__Exercise task__: Express the listing below as a JSON array of strings with one string per line, skipping any blank lines.

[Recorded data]
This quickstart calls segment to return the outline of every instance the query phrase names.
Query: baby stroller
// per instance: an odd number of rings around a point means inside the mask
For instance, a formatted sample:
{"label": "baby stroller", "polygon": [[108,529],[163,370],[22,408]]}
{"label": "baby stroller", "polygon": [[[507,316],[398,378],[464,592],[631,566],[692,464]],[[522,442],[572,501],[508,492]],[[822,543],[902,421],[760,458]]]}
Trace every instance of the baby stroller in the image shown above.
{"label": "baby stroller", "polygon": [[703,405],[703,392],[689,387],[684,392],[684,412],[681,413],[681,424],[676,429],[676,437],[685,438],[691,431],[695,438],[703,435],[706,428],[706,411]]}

__Right answer__:
[
  "This quickstart calls segment to return the outline of every instance the query phrase names.",
  "Query: baby stroller",
  "// per instance: an odd number of rings around a point means inside the mask",
  "For instance, a formatted sample:",
  "{\"label\": \"baby stroller\", \"polygon\": [[108,529],[163,370],[22,408]]}",
  "{\"label\": \"baby stroller\", \"polygon\": [[[507,316],[398,378],[464,592],[631,566],[692,464]],[[522,442],[572,501],[508,492]],[[822,543],[902,421],[760,458]]]}",
  "Trace every instance of the baby stroller in the image shown above.",
  "{\"label\": \"baby stroller\", \"polygon\": [[703,405],[703,392],[689,387],[684,392],[684,412],[681,413],[681,424],[676,429],[676,437],[685,438],[691,431],[695,438],[703,435],[706,428],[706,411]]}"
]